_Exercise instructions:_ Quote the line containing "Player-tracking tagging: indicate the monumental" and all lines that follow it in the listing below, exactly as written.

_Data in this exercise:_

— Start —

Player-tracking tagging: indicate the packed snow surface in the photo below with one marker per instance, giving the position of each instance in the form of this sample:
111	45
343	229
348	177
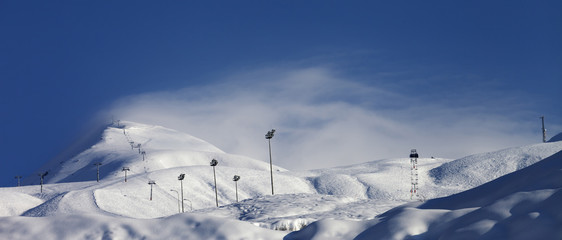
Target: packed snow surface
335	203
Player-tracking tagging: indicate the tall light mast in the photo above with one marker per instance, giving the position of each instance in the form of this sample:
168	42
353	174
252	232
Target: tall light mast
268	136
414	173
543	130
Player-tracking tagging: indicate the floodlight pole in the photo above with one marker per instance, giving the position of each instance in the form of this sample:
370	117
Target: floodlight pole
98	167
235	179
543	130
151	183
268	136
181	177
18	178
42	175
125	169
179	210
214	163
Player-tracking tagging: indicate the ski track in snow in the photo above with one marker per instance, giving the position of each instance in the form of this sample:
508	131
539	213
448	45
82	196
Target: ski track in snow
351	197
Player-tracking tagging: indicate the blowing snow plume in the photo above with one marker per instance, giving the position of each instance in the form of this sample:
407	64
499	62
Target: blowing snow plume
323	118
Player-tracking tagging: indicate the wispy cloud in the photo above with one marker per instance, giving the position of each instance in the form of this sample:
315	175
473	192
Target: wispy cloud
325	118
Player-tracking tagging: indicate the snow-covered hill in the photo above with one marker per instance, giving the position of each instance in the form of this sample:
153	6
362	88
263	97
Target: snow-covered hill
522	205
351	193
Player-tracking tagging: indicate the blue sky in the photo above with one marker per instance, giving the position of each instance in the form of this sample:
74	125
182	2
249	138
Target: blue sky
450	77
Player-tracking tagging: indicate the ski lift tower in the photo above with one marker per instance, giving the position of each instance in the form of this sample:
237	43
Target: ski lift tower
414	173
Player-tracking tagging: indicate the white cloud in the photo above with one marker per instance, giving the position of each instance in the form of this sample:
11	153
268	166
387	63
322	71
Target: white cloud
323	119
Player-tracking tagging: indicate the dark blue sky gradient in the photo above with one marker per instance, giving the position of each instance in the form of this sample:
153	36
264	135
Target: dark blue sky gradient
61	62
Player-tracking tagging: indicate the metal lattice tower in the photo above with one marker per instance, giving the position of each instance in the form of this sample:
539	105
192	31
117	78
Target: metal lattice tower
414	173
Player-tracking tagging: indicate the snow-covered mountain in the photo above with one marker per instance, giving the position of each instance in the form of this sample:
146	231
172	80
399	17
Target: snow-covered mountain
356	193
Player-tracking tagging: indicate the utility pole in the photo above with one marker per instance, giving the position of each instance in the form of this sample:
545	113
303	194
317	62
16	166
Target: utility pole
42	175
235	179
268	136
98	168
125	169
181	177
18	178
214	163
151	183
543	130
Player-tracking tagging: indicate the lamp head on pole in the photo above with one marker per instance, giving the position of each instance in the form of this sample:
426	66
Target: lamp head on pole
214	162
269	134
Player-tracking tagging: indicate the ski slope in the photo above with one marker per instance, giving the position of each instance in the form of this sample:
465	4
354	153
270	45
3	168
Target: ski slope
335	203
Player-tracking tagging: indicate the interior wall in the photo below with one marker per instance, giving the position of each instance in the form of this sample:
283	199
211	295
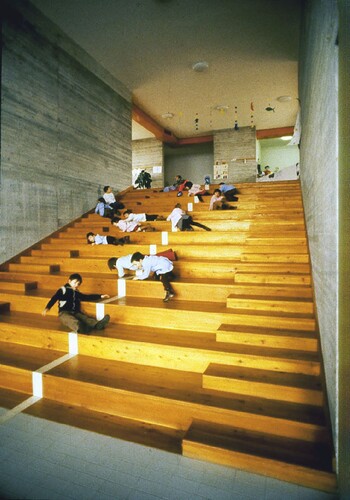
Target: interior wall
319	175
146	155
193	162
344	246
277	157
237	148
65	132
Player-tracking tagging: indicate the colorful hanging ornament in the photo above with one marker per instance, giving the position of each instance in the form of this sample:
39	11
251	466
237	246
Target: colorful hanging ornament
252	115
236	127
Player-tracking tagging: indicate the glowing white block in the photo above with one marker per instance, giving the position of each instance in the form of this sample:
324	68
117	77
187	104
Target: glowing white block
73	343
121	287
37	384
165	238
100	311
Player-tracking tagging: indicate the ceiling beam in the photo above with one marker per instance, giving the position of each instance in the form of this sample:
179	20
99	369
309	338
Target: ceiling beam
151	125
271	133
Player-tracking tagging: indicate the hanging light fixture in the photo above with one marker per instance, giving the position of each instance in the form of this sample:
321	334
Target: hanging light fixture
200	66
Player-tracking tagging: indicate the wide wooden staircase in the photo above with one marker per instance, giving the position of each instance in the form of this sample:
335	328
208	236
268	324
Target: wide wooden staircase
229	371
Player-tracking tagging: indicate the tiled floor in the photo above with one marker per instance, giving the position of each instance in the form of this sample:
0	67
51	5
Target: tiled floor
44	460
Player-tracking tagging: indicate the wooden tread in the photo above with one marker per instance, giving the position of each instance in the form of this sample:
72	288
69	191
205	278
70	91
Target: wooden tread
166	397
281	386
286	459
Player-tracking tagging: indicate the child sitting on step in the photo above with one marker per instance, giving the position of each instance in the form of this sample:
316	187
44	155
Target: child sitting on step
69	312
182	221
218	202
129	216
130	226
97	239
161	266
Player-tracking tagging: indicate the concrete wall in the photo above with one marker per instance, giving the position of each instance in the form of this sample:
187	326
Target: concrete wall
193	162
65	131
146	154
278	157
344	246
319	174
236	144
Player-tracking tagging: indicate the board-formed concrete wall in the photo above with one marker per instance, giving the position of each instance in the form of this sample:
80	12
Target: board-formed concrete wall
65	133
237	148
146	154
319	173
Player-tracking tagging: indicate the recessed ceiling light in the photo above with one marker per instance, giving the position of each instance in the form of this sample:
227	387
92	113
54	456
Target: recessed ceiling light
200	66
221	107
284	98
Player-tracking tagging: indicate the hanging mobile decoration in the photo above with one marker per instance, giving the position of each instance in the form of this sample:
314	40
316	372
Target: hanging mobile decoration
236	119
252	115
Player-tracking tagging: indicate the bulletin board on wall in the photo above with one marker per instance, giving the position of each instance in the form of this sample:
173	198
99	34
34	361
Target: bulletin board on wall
221	170
155	171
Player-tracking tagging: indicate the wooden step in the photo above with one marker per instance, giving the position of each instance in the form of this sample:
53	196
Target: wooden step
10	398
177	349
272	290
33	268
185	267
20	285
268	384
261	303
17	362
273	277
135	431
54	252
269	337
293	258
4	307
286	459
105	282
172	398
34	330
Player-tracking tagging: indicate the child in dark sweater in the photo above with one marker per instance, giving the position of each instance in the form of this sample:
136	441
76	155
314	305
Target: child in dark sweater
69	313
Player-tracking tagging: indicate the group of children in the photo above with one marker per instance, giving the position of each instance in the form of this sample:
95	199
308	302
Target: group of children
69	298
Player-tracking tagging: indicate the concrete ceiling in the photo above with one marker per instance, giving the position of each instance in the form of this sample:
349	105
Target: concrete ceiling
251	47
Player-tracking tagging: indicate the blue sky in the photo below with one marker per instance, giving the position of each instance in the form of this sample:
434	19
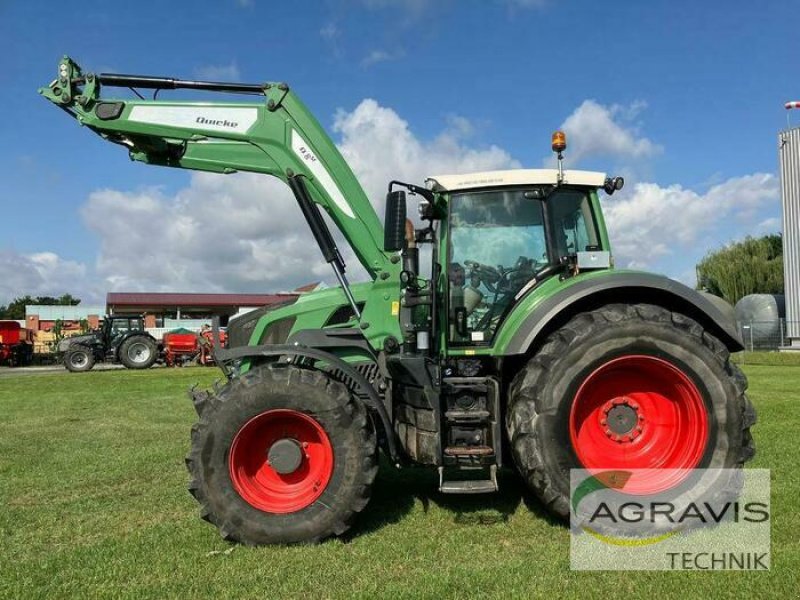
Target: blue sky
684	98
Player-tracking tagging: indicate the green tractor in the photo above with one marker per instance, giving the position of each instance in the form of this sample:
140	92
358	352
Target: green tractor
495	334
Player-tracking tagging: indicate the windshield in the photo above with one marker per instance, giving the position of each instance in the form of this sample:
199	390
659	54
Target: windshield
497	245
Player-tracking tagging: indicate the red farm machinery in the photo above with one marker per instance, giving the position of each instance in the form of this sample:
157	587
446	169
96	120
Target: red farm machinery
16	344
183	346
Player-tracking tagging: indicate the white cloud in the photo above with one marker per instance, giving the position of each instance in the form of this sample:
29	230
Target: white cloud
229	72
378	56
329	31
415	7
244	232
651	222
41	274
379	146
595	130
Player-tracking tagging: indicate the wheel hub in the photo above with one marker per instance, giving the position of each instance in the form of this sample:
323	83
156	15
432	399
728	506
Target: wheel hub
621	419
281	461
285	456
643	413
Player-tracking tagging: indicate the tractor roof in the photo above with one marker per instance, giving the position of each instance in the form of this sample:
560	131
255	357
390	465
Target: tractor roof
486	179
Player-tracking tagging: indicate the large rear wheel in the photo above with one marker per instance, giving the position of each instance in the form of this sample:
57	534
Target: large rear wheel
138	352
282	455
78	358
627	387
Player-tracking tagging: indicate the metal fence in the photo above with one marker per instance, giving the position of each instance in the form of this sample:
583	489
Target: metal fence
770	335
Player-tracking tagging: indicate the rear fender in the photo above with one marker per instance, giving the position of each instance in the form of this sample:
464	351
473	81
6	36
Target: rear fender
588	292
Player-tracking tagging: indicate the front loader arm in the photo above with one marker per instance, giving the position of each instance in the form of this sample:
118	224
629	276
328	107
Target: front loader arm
276	136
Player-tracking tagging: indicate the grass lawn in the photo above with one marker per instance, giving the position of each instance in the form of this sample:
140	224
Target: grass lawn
93	502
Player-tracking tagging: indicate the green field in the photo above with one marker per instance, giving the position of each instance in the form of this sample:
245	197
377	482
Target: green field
93	502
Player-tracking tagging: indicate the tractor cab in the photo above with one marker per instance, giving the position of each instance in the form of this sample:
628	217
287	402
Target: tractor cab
504	232
116	328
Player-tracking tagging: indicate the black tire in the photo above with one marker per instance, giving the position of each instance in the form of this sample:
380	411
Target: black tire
78	358
265	388
138	352
541	395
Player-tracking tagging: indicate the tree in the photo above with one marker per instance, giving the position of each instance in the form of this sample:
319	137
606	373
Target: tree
16	308
751	266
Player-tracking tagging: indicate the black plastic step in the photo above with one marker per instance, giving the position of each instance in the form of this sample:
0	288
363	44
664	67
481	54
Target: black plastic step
479	486
469	486
467	416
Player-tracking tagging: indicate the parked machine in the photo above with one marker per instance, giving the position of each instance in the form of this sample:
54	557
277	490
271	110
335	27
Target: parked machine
121	339
518	344
183	346
16	344
180	347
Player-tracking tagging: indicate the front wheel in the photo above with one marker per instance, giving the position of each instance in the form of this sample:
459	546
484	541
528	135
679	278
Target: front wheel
138	352
282	455
78	359
627	387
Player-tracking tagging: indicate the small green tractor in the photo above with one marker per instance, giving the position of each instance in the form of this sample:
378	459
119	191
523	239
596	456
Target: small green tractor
515	343
121	339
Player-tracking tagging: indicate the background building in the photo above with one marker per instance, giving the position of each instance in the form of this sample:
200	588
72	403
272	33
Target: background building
168	310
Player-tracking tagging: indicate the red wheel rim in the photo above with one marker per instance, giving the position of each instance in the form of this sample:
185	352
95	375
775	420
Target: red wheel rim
639	412
255	479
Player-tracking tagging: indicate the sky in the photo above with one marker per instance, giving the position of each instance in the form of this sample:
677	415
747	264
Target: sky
682	98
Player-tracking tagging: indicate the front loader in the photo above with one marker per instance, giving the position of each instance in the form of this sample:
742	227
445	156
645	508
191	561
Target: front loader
517	344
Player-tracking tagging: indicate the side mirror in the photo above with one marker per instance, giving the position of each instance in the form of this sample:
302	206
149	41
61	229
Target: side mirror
394	228
460	318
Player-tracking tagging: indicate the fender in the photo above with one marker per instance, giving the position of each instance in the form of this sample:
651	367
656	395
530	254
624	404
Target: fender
370	395
117	342
624	287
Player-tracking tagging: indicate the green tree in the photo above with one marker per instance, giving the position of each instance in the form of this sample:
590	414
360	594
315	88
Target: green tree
751	266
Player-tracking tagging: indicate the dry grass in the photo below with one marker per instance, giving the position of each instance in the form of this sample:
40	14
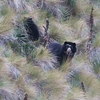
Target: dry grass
6	23
34	80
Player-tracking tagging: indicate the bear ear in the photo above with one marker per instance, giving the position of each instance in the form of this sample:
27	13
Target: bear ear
65	42
74	44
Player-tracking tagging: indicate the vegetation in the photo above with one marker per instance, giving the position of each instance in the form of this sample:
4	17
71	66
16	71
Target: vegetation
28	68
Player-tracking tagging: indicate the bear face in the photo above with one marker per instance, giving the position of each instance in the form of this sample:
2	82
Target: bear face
62	52
31	29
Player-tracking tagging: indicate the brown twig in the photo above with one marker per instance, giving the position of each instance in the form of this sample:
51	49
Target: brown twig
91	22
46	35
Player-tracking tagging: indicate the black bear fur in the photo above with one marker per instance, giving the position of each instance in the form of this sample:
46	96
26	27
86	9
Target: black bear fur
62	52
31	29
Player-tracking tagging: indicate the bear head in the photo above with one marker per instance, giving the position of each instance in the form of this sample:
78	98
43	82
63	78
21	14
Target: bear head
69	48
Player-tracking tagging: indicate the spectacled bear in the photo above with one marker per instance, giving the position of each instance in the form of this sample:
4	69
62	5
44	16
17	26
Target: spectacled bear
31	29
62	52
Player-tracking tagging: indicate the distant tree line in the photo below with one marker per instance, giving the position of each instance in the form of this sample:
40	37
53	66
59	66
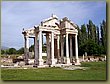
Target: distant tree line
91	39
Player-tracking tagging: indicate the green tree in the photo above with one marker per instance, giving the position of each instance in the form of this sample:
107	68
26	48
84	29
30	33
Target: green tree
2	51
20	51
103	35
12	51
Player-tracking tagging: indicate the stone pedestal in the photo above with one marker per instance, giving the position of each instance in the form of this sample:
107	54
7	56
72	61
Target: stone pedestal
67	60
77	62
53	62
41	61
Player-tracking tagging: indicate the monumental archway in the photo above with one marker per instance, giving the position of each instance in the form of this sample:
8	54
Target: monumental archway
55	31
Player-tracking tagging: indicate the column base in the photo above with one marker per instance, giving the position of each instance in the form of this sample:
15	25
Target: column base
71	59
77	62
41	62
35	62
26	61
62	60
67	60
48	62
53	62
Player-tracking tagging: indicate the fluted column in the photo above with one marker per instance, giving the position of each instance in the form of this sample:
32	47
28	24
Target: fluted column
71	49
48	61
58	49
67	50
62	48
76	50
36	49
26	49
52	49
40	48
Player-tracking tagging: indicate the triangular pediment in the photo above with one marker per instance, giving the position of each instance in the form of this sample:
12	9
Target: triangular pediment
69	23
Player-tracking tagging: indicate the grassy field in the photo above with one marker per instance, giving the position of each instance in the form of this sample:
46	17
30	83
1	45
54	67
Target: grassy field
97	71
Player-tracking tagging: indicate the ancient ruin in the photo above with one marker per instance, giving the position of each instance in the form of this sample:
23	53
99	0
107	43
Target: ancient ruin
57	32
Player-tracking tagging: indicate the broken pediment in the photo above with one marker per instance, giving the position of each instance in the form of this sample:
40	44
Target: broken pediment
50	22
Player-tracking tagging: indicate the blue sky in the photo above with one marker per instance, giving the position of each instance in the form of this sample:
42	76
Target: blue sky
25	14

— End —

_Response to the task:_
Player-tracking tagging: indicate the monumental archway in the photo above with one marker per instance, giving the position of each instance in the form of this sample:
8	54
Target: monumental archway
55	31
Player-tracking tagging: indicate the column base in the photo above with one marker per instance, giving the position of each instance in the form of this sample:
15	25
Target: column base
71	59
77	62
41	62
35	62
26	61
62	60
67	60
48	62
53	62
Player-tracking tagging: indicate the fluted column in the photo above with one marker per instance, giving the position of each instance in the form of this sample:
32	47
28	24
Target: fluted column
71	49
48	61
58	49
67	50
62	48
76	50
36	49
26	49
52	49
40	48
Player-tracking tagging: indicate the triangular pediment in the photo above with one marker per instance, giving the position of each instance in the form of this sample:
12	9
Target: triangular pediment
69	23
Player-tracking tagging: indicate the grassy field in the photo above with one marker per instance, giving the position of each instance in the form of this sample:
46	17
30	83
1	45
54	67
Target: grassy field
97	71
Player-tracking tagging: indicate the ancient ruin in the photo above with one marker per instance, giving the position of each instance in the form of this sample:
23	53
99	0
107	43
Target: ancient ruin
57	32
Player-tracking tagging: indicate the broken pediment in the photo above with one marker per instance, giving the position of each instance in the form of this sample:
40	44
Target: broken pediment
50	22
Player-tracking tagging: indicate the blue sky in the photo above with one marker per instance, giving the position of each instance in the form of this sample:
42	76
Target: blue sky
25	14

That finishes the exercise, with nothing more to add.